▶ REQUEST:
Take the line containing "Point to the light switch" and every line after it in the data below, and print them exactly as given, with nothing else.

▶ Lines of data:
== == ==
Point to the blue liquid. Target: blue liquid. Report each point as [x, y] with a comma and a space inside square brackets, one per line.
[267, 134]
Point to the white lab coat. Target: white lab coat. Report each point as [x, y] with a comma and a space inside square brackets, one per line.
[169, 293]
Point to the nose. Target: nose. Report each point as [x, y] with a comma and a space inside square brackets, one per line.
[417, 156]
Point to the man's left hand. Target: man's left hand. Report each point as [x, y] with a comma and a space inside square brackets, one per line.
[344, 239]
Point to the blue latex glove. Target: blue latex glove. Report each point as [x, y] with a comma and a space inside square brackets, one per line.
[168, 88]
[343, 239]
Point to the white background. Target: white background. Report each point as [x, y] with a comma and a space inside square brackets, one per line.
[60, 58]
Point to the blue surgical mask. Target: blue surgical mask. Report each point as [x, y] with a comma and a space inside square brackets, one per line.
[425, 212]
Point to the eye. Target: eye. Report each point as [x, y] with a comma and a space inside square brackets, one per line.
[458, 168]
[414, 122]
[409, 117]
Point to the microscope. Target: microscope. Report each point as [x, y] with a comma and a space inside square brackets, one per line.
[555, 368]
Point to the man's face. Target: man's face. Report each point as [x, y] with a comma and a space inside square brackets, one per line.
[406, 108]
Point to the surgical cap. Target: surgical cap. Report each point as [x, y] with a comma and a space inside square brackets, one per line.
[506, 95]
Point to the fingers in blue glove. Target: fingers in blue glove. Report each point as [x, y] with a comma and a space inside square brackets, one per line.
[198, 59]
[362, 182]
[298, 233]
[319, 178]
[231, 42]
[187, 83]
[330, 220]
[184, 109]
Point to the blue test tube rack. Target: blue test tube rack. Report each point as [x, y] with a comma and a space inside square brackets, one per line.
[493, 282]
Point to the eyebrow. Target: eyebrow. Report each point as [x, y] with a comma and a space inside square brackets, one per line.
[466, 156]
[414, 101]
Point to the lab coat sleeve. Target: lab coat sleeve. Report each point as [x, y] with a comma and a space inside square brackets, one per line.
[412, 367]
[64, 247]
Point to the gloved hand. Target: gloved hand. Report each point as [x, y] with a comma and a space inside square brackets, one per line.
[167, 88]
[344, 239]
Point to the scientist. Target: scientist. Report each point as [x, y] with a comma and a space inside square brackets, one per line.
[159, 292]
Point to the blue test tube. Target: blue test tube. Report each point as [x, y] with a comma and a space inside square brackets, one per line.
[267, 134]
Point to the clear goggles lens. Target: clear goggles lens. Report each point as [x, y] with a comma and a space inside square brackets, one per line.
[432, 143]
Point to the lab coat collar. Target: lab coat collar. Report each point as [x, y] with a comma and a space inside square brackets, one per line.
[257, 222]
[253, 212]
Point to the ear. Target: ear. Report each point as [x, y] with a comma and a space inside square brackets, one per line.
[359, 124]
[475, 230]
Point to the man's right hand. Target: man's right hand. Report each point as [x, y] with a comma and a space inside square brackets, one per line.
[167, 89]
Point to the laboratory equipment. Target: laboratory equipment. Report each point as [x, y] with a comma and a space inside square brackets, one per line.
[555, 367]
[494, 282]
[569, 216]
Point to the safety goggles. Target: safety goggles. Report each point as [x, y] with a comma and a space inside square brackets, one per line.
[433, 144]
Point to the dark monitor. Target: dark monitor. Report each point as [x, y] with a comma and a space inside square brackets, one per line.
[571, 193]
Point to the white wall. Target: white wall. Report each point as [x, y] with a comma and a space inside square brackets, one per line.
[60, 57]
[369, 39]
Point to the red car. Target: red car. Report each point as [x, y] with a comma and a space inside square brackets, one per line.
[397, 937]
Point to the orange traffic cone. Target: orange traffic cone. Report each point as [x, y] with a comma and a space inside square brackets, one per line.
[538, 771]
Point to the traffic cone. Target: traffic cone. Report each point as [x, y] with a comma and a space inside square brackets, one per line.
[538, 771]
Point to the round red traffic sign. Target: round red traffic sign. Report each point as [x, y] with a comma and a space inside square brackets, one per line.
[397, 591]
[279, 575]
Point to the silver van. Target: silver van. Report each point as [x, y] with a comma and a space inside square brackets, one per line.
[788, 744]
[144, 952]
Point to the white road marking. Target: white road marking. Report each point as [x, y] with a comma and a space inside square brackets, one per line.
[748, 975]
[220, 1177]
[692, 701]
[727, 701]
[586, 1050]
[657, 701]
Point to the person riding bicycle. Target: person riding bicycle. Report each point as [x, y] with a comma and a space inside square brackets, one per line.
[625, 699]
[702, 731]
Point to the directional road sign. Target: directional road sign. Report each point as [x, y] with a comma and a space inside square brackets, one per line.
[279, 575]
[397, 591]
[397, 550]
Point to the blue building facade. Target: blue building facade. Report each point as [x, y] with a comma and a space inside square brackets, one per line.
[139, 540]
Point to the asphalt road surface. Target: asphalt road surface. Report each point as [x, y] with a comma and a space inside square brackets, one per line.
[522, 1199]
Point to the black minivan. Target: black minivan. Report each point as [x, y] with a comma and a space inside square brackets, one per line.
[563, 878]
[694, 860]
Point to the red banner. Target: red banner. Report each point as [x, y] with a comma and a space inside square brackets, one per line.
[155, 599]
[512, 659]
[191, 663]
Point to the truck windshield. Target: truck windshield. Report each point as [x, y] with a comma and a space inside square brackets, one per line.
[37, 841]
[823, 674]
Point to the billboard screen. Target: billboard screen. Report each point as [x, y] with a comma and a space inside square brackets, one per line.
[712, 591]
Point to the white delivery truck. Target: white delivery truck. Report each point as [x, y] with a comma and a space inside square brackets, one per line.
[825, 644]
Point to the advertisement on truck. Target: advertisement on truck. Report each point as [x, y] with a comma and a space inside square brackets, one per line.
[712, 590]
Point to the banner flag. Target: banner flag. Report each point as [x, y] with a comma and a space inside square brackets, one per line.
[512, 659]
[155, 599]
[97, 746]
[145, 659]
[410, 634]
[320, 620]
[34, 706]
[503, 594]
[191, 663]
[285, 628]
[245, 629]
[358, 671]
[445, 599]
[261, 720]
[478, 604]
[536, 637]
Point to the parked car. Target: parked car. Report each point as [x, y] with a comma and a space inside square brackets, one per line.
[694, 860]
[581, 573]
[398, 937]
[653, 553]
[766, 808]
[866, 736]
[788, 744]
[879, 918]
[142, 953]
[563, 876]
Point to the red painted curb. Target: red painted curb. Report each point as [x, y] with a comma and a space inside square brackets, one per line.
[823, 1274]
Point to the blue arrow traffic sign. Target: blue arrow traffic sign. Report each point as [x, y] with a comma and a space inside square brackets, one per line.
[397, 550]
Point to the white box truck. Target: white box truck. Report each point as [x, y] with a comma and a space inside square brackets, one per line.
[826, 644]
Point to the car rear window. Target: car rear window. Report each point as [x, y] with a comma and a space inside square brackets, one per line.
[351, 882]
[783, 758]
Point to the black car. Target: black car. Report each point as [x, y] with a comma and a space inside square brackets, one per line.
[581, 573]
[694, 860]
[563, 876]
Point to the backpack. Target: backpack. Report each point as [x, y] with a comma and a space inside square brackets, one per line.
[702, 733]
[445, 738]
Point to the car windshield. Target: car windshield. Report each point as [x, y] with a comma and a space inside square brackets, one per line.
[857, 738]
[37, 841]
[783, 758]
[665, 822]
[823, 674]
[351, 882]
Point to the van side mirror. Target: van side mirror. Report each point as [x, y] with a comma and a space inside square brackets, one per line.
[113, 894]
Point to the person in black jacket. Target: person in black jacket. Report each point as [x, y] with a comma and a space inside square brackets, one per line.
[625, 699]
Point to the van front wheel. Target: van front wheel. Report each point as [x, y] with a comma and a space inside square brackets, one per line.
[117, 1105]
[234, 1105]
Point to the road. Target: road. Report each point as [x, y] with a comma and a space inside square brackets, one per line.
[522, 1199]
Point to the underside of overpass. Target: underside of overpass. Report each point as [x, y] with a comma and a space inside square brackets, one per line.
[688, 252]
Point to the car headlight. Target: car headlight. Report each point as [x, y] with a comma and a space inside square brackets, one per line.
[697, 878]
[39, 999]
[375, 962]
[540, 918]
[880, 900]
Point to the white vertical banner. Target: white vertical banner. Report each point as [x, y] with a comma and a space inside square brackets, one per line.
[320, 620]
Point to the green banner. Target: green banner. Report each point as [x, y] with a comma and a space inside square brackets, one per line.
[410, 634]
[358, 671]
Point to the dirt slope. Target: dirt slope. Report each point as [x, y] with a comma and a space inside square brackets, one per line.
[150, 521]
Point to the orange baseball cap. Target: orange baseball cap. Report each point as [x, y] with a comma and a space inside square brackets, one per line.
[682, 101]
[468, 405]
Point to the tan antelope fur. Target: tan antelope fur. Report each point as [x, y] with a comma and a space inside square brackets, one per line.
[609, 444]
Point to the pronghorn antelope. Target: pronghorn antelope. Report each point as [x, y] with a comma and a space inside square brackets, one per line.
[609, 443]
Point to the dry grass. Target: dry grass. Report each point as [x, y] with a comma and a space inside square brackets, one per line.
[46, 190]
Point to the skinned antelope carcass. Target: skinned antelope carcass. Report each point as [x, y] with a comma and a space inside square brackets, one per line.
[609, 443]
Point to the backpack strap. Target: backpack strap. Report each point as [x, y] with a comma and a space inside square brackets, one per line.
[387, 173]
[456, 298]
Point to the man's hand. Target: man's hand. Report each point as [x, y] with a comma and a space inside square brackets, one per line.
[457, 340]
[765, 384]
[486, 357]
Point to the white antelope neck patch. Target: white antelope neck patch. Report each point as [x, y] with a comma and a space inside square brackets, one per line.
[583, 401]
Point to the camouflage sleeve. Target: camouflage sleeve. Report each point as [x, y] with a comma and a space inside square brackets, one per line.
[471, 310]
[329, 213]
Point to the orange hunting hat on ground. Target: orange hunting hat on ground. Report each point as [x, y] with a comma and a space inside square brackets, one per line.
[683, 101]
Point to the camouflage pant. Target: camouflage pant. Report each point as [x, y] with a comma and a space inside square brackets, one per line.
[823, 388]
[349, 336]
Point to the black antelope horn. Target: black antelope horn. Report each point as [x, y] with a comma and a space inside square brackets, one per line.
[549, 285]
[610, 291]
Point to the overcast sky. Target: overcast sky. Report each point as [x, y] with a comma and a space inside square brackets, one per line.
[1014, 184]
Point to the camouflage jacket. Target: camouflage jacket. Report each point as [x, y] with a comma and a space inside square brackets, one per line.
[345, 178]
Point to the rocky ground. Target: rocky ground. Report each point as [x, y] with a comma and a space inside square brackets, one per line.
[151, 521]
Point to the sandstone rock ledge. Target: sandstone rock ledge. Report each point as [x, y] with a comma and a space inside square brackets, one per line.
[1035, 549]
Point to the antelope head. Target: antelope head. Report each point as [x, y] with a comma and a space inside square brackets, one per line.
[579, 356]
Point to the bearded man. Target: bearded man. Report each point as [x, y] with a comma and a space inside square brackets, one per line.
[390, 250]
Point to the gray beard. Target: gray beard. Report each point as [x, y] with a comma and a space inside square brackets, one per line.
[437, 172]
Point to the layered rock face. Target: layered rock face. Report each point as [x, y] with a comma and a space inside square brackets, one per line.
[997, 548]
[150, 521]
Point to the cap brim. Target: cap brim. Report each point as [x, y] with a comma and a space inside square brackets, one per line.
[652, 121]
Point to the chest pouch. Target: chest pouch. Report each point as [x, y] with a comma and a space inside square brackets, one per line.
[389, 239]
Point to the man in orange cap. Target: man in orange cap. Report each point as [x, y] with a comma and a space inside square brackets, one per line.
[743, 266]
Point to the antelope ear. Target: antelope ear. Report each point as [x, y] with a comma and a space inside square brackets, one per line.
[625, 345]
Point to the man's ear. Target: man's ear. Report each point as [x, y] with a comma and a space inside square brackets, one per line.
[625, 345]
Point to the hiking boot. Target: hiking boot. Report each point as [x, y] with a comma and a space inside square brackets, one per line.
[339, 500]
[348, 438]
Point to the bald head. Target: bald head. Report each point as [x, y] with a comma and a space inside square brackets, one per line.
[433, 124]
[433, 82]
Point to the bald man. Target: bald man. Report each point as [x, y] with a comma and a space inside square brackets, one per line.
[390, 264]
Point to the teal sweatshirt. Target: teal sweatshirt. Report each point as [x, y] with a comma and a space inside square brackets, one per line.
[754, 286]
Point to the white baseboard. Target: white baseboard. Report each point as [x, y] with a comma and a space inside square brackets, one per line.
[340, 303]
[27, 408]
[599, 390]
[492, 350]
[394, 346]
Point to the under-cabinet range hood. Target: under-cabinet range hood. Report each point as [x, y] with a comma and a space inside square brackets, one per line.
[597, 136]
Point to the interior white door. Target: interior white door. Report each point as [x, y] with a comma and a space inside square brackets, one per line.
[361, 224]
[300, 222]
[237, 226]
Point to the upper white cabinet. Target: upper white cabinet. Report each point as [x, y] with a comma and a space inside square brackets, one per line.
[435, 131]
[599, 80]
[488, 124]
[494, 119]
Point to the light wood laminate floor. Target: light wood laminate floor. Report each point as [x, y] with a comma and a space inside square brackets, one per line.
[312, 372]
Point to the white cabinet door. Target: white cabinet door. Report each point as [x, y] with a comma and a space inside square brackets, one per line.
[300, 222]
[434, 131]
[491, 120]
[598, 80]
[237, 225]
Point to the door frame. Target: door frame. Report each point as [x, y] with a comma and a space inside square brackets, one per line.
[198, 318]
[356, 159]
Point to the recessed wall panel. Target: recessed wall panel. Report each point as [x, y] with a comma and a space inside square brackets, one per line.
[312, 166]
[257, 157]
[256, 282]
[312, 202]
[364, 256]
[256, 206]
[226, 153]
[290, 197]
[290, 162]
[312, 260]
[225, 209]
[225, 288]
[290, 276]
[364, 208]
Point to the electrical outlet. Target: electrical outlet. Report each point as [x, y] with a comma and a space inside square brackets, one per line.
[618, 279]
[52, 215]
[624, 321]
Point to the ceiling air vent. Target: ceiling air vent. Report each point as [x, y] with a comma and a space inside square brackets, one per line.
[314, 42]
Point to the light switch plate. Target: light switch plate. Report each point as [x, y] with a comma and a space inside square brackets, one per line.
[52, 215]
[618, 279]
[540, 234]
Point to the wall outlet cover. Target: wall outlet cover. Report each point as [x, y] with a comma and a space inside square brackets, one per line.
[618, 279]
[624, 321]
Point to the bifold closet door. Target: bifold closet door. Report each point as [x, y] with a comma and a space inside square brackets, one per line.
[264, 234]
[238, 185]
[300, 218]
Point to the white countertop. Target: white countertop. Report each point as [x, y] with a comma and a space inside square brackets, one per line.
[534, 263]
== == ==
▶ THE COMPLETED TASK:
Point to the light switch plate. Target: light switch plate. Report each point as [x, y] with a comma and a space inside square brackets, one per line.
[52, 215]
[618, 279]
[540, 234]
Point to the wall outlet cover. Target: wall outlet cover. Report each point as [x, y] with a comma and a space inside square brackets, one per line.
[618, 279]
[624, 321]
Point to the bifold closet door. Target: bifold closet door. Report each point as [x, y] with a comma and a space inside square brackets, one per line.
[264, 234]
[238, 185]
[300, 218]
Point to the white countertop. Target: white countertop. Report each point as [x, y] with a comma and a space inside square brackets, one per line.
[534, 263]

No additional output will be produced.